Entries listed in a dataset
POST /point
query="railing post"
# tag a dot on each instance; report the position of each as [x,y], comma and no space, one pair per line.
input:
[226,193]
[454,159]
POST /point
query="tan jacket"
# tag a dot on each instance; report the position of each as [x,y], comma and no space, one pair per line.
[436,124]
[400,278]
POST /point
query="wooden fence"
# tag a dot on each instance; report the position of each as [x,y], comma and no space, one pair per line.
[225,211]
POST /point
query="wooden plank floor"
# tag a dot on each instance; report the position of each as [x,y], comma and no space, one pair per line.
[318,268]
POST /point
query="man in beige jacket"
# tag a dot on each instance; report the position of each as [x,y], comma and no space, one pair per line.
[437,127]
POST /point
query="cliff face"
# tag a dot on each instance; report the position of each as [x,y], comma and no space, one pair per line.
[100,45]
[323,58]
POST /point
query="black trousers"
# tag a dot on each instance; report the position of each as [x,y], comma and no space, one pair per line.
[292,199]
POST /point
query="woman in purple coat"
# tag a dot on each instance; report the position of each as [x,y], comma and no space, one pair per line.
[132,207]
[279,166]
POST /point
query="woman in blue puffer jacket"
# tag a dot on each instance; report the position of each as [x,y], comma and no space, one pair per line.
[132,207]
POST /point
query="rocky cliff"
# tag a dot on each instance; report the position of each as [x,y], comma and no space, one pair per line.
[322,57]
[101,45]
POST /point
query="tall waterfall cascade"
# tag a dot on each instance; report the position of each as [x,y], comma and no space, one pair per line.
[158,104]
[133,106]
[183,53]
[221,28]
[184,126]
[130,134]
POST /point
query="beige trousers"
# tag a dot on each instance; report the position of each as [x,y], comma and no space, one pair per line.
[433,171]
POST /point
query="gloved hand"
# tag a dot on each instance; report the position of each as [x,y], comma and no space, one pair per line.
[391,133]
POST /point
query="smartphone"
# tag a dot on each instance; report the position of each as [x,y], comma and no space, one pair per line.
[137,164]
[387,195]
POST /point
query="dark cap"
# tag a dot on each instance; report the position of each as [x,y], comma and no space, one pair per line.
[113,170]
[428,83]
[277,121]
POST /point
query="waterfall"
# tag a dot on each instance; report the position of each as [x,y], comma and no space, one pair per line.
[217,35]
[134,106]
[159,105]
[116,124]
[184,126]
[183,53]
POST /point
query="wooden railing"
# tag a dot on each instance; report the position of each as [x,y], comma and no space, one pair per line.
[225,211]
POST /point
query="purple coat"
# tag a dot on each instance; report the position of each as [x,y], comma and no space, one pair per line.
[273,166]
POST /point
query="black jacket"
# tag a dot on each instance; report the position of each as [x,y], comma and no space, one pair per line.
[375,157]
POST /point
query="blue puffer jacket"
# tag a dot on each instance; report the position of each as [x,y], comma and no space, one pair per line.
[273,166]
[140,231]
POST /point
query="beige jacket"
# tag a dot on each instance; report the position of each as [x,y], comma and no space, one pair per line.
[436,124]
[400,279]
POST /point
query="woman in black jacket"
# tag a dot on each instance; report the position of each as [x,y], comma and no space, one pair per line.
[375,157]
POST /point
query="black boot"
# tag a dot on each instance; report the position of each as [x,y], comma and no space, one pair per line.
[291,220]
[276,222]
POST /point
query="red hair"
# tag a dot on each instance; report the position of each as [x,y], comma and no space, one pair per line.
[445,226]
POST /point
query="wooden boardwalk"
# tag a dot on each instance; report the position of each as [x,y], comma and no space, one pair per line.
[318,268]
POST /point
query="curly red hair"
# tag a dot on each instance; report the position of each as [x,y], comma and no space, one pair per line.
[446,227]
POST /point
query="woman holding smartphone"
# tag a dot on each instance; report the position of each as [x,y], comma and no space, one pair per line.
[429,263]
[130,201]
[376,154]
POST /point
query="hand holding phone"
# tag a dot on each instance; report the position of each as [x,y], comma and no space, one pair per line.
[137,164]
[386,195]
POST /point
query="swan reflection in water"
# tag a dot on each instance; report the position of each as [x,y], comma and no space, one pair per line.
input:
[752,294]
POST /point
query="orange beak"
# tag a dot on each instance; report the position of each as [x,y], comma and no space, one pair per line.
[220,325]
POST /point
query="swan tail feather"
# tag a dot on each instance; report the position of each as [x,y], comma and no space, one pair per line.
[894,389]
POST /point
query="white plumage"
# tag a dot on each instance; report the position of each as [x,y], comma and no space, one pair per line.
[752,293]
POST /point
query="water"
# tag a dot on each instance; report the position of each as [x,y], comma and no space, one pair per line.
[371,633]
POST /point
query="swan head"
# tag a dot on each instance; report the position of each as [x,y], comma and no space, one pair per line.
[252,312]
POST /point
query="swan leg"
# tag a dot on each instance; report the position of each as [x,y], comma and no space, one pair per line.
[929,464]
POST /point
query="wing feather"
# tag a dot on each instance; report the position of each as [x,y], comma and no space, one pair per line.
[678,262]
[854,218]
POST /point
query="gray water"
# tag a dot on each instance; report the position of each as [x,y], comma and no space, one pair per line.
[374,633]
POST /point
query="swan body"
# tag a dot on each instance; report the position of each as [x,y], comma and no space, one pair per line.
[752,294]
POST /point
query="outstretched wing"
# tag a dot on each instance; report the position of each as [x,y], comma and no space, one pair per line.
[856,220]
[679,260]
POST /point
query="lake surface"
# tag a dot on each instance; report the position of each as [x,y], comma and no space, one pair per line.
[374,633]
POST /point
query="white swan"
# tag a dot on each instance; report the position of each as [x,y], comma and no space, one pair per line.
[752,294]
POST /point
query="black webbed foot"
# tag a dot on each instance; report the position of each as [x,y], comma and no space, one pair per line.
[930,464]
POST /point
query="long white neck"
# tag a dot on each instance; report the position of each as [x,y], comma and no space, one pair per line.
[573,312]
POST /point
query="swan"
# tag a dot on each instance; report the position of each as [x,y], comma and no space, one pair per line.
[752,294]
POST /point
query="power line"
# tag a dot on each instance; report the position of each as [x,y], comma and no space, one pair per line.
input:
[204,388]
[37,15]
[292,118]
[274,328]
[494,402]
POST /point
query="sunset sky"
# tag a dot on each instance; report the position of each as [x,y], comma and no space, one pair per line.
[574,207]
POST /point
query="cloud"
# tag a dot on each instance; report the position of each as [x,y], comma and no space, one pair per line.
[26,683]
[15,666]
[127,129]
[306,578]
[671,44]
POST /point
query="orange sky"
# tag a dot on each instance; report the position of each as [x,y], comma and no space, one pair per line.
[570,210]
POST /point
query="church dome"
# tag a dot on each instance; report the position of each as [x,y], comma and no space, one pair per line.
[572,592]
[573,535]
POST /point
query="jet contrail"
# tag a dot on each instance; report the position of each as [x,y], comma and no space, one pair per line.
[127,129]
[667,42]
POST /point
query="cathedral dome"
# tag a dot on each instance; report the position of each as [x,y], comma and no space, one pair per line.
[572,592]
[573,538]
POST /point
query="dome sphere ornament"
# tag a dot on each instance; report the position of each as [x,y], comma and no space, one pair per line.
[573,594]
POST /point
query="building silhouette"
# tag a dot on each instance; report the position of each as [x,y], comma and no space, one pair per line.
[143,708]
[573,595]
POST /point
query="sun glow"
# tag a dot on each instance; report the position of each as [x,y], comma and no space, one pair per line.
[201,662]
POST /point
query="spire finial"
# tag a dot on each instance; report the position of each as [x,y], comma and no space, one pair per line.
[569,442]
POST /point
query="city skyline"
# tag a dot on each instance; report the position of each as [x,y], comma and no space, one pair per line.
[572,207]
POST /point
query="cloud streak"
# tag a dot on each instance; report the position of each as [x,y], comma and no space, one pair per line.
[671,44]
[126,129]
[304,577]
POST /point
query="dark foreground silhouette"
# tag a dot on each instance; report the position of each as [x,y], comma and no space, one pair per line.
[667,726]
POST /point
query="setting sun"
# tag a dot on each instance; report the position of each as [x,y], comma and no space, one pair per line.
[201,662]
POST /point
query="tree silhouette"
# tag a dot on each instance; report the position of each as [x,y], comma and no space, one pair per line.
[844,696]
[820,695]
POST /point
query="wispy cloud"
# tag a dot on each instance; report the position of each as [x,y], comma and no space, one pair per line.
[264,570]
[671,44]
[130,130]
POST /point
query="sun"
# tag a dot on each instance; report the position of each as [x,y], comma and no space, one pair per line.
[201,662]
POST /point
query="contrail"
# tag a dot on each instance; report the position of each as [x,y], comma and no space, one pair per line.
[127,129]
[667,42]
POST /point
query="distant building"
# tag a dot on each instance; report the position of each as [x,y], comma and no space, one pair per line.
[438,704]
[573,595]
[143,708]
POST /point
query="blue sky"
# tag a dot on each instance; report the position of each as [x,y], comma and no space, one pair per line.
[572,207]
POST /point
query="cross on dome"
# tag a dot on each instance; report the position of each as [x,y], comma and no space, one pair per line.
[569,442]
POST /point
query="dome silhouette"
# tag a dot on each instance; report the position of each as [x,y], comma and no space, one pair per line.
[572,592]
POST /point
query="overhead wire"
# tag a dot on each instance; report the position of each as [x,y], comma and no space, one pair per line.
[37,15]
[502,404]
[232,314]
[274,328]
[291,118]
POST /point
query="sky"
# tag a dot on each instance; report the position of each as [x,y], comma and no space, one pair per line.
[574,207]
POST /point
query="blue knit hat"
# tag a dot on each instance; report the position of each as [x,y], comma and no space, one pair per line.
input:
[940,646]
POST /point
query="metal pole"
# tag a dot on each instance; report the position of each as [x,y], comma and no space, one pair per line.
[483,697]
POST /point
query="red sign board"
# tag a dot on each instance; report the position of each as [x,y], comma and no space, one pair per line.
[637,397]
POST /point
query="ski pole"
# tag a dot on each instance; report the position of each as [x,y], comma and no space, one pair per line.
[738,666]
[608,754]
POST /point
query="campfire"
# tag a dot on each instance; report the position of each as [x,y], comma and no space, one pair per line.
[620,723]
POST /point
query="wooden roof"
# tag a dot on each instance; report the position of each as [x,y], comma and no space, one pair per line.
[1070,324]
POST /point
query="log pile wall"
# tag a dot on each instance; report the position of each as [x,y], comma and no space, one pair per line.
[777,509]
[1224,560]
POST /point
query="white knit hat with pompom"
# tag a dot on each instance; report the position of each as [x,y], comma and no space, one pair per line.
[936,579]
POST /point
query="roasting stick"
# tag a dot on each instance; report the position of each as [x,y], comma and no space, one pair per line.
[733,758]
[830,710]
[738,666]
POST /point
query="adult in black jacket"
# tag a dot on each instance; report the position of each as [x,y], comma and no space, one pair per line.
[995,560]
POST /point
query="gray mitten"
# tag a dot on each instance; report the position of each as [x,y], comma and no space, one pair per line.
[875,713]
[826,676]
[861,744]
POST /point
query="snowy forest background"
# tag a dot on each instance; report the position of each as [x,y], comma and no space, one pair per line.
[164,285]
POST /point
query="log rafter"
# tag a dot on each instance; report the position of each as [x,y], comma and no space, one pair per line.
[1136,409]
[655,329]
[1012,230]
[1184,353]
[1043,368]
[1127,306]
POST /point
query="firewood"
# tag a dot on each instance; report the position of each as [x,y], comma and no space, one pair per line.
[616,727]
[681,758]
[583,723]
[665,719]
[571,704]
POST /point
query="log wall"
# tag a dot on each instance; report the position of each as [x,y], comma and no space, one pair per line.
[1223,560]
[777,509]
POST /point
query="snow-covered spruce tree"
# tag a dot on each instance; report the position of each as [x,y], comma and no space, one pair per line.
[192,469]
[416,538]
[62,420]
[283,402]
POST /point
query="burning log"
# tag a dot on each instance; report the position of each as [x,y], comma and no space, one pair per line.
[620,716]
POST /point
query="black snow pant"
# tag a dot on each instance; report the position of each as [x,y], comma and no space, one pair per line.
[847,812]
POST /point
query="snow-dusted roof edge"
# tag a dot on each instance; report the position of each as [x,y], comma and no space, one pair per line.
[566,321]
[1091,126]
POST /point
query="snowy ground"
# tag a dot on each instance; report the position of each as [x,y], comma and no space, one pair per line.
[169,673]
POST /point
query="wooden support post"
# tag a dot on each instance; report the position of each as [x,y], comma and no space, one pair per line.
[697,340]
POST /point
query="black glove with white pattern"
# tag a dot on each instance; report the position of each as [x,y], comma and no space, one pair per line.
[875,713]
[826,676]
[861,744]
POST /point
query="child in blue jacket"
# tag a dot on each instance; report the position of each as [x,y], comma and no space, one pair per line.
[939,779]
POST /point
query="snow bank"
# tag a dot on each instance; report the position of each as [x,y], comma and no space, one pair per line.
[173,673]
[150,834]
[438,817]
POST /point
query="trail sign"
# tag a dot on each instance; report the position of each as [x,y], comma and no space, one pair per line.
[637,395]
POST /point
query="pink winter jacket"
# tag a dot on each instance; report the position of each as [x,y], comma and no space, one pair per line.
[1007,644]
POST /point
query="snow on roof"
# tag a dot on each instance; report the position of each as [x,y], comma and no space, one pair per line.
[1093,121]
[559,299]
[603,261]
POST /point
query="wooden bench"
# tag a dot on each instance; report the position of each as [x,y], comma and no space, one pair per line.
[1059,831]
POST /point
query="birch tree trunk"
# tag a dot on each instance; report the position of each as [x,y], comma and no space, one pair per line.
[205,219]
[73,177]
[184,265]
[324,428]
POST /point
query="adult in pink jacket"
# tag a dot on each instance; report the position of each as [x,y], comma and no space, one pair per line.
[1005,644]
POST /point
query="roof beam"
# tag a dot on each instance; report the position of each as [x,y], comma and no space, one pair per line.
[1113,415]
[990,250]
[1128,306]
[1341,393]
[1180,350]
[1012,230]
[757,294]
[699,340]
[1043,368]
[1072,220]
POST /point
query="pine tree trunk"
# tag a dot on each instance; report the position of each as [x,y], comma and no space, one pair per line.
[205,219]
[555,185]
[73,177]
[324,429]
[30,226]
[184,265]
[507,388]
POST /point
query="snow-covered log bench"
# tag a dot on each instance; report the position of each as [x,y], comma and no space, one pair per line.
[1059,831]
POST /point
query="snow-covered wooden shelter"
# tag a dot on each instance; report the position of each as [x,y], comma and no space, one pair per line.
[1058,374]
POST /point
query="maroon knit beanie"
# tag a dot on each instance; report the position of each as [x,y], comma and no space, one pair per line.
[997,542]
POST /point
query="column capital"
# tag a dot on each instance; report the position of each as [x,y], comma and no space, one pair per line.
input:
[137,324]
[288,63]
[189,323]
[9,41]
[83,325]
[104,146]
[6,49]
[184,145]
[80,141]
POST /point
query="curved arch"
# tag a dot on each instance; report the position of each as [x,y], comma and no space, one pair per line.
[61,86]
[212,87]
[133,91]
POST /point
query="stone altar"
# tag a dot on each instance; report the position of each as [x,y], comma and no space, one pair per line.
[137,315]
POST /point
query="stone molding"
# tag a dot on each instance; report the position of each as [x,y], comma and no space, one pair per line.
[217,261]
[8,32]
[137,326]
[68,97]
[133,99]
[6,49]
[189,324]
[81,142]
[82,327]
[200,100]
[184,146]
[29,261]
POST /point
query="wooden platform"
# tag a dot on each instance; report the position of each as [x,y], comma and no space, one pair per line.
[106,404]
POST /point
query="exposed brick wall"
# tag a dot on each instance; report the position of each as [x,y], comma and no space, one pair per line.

■ **Problem**:
Select every line in the entries above that contains the word "sign", treating uppercase and lowercase as different.

■ **The response**:
query="red sign board"
query="trail sign"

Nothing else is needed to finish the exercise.